Every entry should be repeated exactly. Omit the pictures.

* BEGIN DATA TO USE *

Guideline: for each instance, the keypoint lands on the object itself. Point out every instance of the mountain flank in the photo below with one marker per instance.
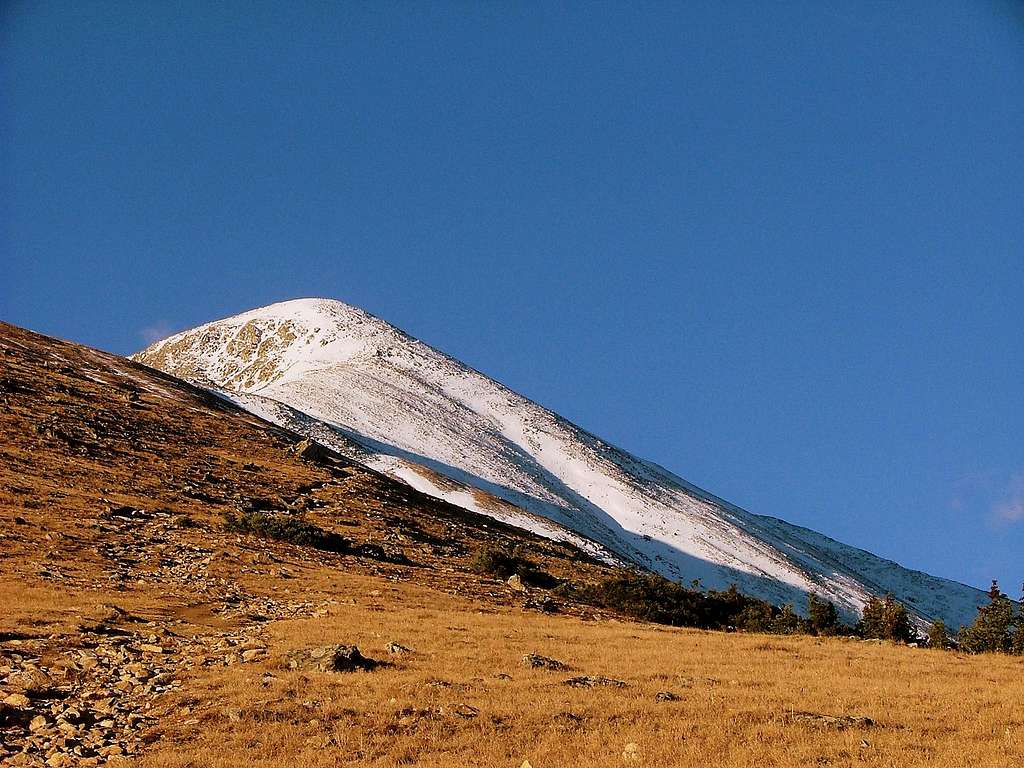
(355, 383)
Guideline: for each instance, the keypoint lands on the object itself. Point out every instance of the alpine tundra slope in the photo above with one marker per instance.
(367, 389)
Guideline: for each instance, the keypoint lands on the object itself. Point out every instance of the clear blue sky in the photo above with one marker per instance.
(777, 248)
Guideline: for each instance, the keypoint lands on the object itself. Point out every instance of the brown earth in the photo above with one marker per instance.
(133, 628)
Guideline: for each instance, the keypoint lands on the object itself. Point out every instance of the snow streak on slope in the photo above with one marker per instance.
(366, 388)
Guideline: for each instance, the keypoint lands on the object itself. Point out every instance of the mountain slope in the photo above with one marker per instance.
(368, 389)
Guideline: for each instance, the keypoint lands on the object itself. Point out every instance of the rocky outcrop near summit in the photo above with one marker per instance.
(369, 390)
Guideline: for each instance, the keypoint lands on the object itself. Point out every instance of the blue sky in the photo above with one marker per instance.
(777, 248)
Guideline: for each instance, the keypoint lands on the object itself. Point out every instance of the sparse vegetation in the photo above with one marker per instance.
(996, 628)
(938, 636)
(505, 562)
(291, 528)
(886, 620)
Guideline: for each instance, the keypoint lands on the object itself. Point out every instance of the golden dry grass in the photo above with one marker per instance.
(737, 696)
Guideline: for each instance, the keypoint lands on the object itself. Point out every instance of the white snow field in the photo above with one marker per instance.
(365, 388)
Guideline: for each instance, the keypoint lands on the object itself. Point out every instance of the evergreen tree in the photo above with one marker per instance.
(937, 635)
(886, 620)
(787, 622)
(821, 614)
(1018, 635)
(993, 628)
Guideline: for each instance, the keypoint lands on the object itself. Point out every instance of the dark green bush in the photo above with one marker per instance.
(886, 620)
(821, 615)
(993, 628)
(938, 637)
(294, 529)
(504, 563)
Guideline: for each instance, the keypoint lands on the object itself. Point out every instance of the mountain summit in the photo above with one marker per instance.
(369, 390)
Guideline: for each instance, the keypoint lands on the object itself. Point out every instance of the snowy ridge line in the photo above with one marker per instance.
(372, 391)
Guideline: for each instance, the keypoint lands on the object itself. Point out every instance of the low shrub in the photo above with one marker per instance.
(295, 529)
(504, 563)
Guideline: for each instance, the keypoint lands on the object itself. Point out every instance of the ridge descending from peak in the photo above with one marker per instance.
(324, 367)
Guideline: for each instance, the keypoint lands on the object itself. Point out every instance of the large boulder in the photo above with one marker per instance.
(331, 658)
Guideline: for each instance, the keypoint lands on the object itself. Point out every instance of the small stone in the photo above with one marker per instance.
(592, 681)
(18, 700)
(537, 662)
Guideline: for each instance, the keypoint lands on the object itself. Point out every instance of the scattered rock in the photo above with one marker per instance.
(332, 658)
(836, 722)
(593, 681)
(537, 662)
(17, 700)
(31, 681)
(465, 712)
(516, 583)
(311, 451)
(544, 604)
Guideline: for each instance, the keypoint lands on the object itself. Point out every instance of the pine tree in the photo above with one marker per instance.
(993, 628)
(1017, 641)
(787, 622)
(821, 614)
(938, 637)
(886, 620)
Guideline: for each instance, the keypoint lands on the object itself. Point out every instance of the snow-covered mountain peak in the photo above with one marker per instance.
(364, 387)
(284, 341)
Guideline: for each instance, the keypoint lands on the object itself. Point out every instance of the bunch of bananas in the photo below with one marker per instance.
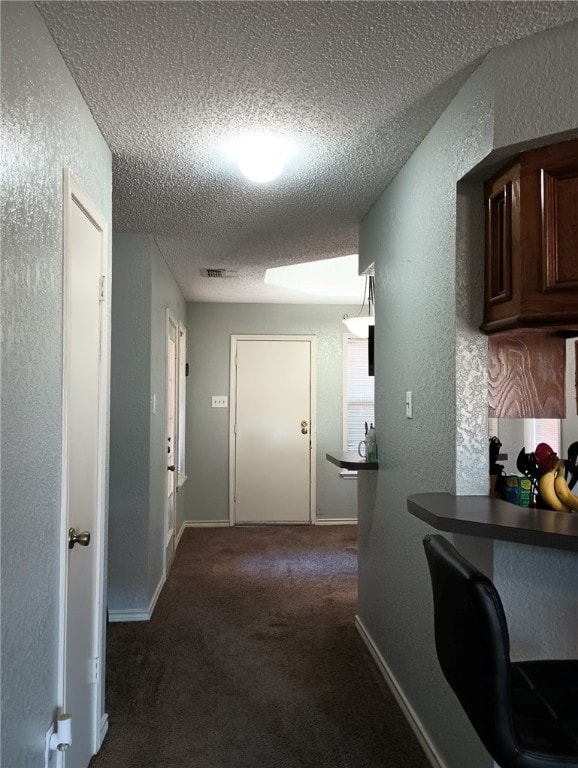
(555, 491)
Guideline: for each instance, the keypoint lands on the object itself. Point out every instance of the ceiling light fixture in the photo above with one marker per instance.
(359, 325)
(261, 158)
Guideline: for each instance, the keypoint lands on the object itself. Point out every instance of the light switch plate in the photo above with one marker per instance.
(409, 405)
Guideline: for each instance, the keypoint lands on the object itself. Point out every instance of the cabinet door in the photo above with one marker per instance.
(559, 185)
(499, 242)
(502, 195)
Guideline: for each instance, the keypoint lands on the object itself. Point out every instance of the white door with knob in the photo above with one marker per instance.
(272, 429)
(85, 373)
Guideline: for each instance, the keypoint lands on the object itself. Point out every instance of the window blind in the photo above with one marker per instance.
(542, 431)
(359, 392)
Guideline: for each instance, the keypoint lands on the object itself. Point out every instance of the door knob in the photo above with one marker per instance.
(75, 537)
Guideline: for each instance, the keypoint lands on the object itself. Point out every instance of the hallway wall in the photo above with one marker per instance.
(46, 126)
(143, 287)
(425, 236)
(209, 329)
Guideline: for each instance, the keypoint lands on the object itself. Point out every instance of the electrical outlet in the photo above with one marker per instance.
(49, 754)
(409, 405)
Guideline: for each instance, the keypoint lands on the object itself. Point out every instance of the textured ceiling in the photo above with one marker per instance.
(356, 86)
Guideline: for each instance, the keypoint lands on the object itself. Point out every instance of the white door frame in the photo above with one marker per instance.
(170, 319)
(313, 410)
(73, 194)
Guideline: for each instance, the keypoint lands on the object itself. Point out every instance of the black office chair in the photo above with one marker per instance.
(525, 713)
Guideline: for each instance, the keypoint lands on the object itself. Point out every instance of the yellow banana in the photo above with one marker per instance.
(564, 493)
(548, 491)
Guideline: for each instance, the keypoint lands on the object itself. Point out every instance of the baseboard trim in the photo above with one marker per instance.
(132, 614)
(408, 711)
(204, 524)
(155, 597)
(135, 614)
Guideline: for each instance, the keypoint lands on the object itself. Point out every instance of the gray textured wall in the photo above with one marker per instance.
(143, 287)
(165, 293)
(45, 127)
(209, 329)
(429, 298)
(130, 397)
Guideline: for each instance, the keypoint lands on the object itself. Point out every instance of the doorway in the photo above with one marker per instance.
(85, 416)
(172, 450)
(272, 430)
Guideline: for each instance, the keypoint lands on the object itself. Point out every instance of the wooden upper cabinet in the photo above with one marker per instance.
(532, 241)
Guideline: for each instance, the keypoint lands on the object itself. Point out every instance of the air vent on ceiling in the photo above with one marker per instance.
(217, 272)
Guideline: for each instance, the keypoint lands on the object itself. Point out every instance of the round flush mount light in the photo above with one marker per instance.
(261, 158)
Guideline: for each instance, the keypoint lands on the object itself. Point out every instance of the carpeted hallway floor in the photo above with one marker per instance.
(252, 660)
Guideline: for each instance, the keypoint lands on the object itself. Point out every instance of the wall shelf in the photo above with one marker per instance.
(350, 460)
(491, 518)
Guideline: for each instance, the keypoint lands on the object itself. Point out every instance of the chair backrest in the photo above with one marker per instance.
(472, 645)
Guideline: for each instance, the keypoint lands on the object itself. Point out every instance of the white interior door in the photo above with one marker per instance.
(272, 478)
(83, 472)
(171, 433)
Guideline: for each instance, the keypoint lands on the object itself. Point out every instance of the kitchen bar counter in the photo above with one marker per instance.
(350, 460)
(492, 518)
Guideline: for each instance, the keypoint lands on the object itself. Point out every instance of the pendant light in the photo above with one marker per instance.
(359, 325)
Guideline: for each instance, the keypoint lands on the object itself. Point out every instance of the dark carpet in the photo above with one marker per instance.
(252, 660)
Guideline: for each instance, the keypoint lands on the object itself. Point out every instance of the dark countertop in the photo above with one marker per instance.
(350, 460)
(496, 519)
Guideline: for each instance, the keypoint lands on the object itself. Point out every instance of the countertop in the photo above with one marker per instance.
(350, 460)
(496, 519)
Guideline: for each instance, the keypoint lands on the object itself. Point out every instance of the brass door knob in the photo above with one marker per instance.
(76, 537)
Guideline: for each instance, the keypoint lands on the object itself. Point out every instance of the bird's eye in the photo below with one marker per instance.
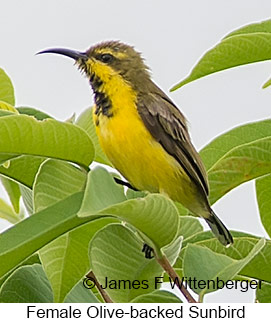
(106, 58)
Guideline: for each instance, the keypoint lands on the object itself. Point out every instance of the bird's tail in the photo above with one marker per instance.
(219, 229)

* END DATA TO USE *

*FINISHED EXERCISE*:
Guideline: for each instance, the keypoint lands on the object itself. Point out every instance of the mountain flank in the photo below with one marker per instance.
(355, 383)
Guideline: for each instance, the keypoint lands on the object itself. Point out every instance of the alpine tundra slope in the photo above with one marker per instance.
(367, 389)
Guideline: for each instance, the keypoint lands on the object itself. Point out every instance of the clear blue sky in the photo above with one marker per instance.
(777, 248)
Guideline: for each instance, the keypoint lands on the object itself. Point out every instance of the brown earth in the photo above with one marker per instance.
(133, 628)
Guideline: for each instance, the keypoint lands on the object itself. Point out every instance of the snow streak on slope in the photo above with one marker per instance.
(366, 388)
Guideline: for each instance, the keypoint lands on the object itself. Point out every instance of the mountain slope in the photo above with one marker per instance.
(368, 389)
Guideline: for each instance, the keypoint lands on the object itself. Point out every instance of the rocky outcrop near summit in the photo above with one marker per instance.
(369, 390)
Guideline: for each instance, the keypoint lands on the object itself. Point out every instance of the blue sky in the photo above with one marker per instance.
(777, 248)
Guideline: for each instance, the keypoint lands on the object itself. Point out every instance of the sparse vegetation in the photo above with one marker per instance.
(996, 628)
(938, 636)
(505, 562)
(291, 528)
(886, 620)
Guideline: for each instance, the keypoint lands on the object itself. Point out every instance of the golden dry grass in the photo above with one marker per instance.
(737, 696)
Guideline: for each instance, the keypoint lands on the object itself. Point out every instance of the white snow field in the photo above with one marker per instance.
(365, 388)
Guideline: for each instance, the keypoint lands on the object itself. Point out every instance of the evergreen tree in the photo above with one marker per instance.
(937, 635)
(886, 620)
(787, 622)
(821, 614)
(1018, 635)
(993, 628)
Guideline: for each instance, the keypoint lands on the object itself. Point out every instance of the dark green bush in the photo above with one marker per instance.
(886, 620)
(821, 615)
(993, 628)
(938, 637)
(294, 529)
(504, 563)
Guideline: for each instance, the keypoint lands on the object itself. Point out every instance of the mountain summit in the photo above with one marker per instance.
(369, 390)
Guideline: for each instance, the keypoint lands on the object itself. Point out every instance of the snowy ridge line in the photo above with one marker per instance.
(372, 391)
Guideline: for each instance, the keypoint lands on the object itself. Point out every instance of the low shrub in the photo above with one marker per instance.
(295, 529)
(504, 563)
Guideline: for each instance, the keypoint lands on the object itself. Point out every instance of the ridge descending from peak in the photo above with one marker per instance.
(324, 367)
Guideline: for each instance, the keypoint lands on the object itself. Point out every instance of the large boulder in the photo above with one marker per instance.
(331, 658)
Guideline: for each instance, the keypoint lands on the object itself. Point out every instance of the small stone in the photo above with one marker per instance.
(592, 681)
(18, 700)
(537, 662)
Guideline: for each instance, the keypoint lands on the object itself. Point out every instance of the scattered rock in the photo above with one marker per instance.
(332, 658)
(836, 722)
(593, 681)
(537, 662)
(17, 700)
(31, 681)
(465, 712)
(516, 583)
(311, 451)
(544, 604)
Guideline: for each instance, the keypoint lands on the object itself. Point out every instance of the pine tree in the photo above with one marker per instance.
(993, 628)
(1017, 641)
(787, 622)
(821, 614)
(938, 637)
(886, 620)
Guideline: for each instance, the keypoint lands on the object itself. Point out every instance of the snow-covered mountain peak in the photo above with one marker per instance.
(364, 387)
(284, 341)
Guideline: for each instance, the keypoint lands on the object itself. Point out every instance of the bunch of bananas in the photo below with one marker per instance.
(555, 491)
Guideline: for each instance, the keypoint lands on the object itself. Point out every instance of the ceiling light fixture in the photo above with one marker per instance.
(359, 325)
(261, 158)
Guideline: for each instance, the keypoint lands on the object itself. Point out every instance of the light switch plate in the photo above with one marker per instance.
(409, 405)
Guideline: for each instance, the keypoint lands on the object itself. Point out every instance of the cabinet door in the photo above with one marker per instance.
(559, 185)
(499, 242)
(502, 195)
Guideline: for each instance, the keypoint lands on the object itself. Point out every instance of the white door with knob in the photo above with one marker per instance.
(272, 429)
(85, 373)
Guideline: for each instance, the keypoint lands on the object itself. Point out every instance of the window blind in the photo above with one marker per instance.
(542, 431)
(359, 392)
Guideline: for each instance, the keypoint lands on the object itself. Point out every instance of the door knob in the photo above with one marker per instance.
(75, 537)
Guideline: for each instance, the keypoint lands on the object itself. Point out every instance of the hallway wall in the photo above with one marker per instance.
(46, 126)
(143, 287)
(425, 236)
(209, 329)
Guideline: for each instance, the keypoint lands on the object itself. Point out every instance of the electrical outlet in the photo above with one marker per instance.
(49, 754)
(409, 405)
Guideline: for each instance, the keypoint lands on the object itself. Point out every instance of the textured ceiling in the photo above with one marker per instance.
(356, 86)
Guideline: for each instance, the keypoint lands on the object itself. Point out every instance of the white door frame in the photo above with one marker per instance.
(170, 319)
(313, 410)
(73, 194)
Guideline: for each instance, the keypoint lands on the object itself. Point out every instance of the black office chair in the photo above with one marker per instance.
(525, 713)
Guideline: for each instance, the keypoint lands on the object itself. Point out every instance of the yellow banana in the photo above with one marker per instance.
(564, 493)
(548, 491)
Guideline: for each instance, the keypoint lands on the object itself. Point out every instance of the baseboard trim in the photo above with one marker per instance.
(132, 614)
(408, 711)
(204, 524)
(155, 597)
(135, 614)
Guideline: for each instance, the keypoint lands on the object itself. Point out every instance of the gray textured wall in the photo above with one marker per instance.
(143, 287)
(165, 293)
(45, 127)
(209, 329)
(429, 298)
(130, 397)
Guideline: for each instance, the keypoint lands on the object itself. Point out every instance of the doorway in the photo above with one marker per instance.
(85, 416)
(172, 450)
(272, 430)
Guideline: for each instance, the keypoint lands on the object itself. Point out every instance of the wooden upper cabinet in the photo above with one marker per instance.
(532, 241)
Guideline: for each instance, the keypoint lands on the object itself. Point out every instance of the air vent on ceiling in the photo above with one marker per instance.
(217, 272)
Guideline: for each instance, the keypoint lands on the object itself. Point out every instance of the round flush mount light in the photo above with one marker per instance.
(261, 158)
Guideline: for each instance, the keypoint lands on the object itself. Point out every instance of the carpeted hallway floor in the photo above with one marker per instance.
(252, 660)
Guideline: for each instance, the keypoint lands on the object itself. Point out every instance of the wall shelf in the photo above with one marker per instance.
(350, 460)
(491, 518)
Guideline: for each instance, the keypoint lands on the object itself. Point out every instance of the chair backrest in the photo above with one marker per instance.
(472, 645)
Guideline: for each instance, the keypoint lands on the object itself. Point out every instance of the white interior door in the photo above with one marker per instance.
(272, 478)
(83, 472)
(171, 433)
Guideline: for each instance, the keypoint lands on the object itself. Point out every instance of the kitchen bar counter in the photo above with one marker per instance.
(350, 460)
(492, 518)
Guideline: for each instance, the keypoint lands on the object itself. Point out every instance of the pendant light in the photo above with one marker per instance.
(359, 325)
Guideline: for each instance, the keypoint lands on the object itself. Point out every instance of the dark carpet in the photo above with one marker per instance.
(252, 660)
Guideline: for each instance, the keypoint lands on the object itself. Point out every instance of the dark countertop in the photo above with one marker per instance.
(350, 460)
(496, 519)
Guideline: for each instance, the keypoint lands on the object itself. Point out every instance of the countertop in the photo above with one marker per instance.
(350, 460)
(496, 519)
Guideline: for each instance, the keypoint lands on the object itself. Point out every instance of the brass door knob in the photo above with one marker per instance.
(76, 537)
Guideline: for each instance, the keypoint lands on the object itself. Point out every instance of the bird's eye in the photo below with one marker per instance.
(106, 58)
Guideline: for each instance, the keypoint lands on the object itself. Point out every instance of the bird's tail in the photo above with one marker per instance.
(219, 229)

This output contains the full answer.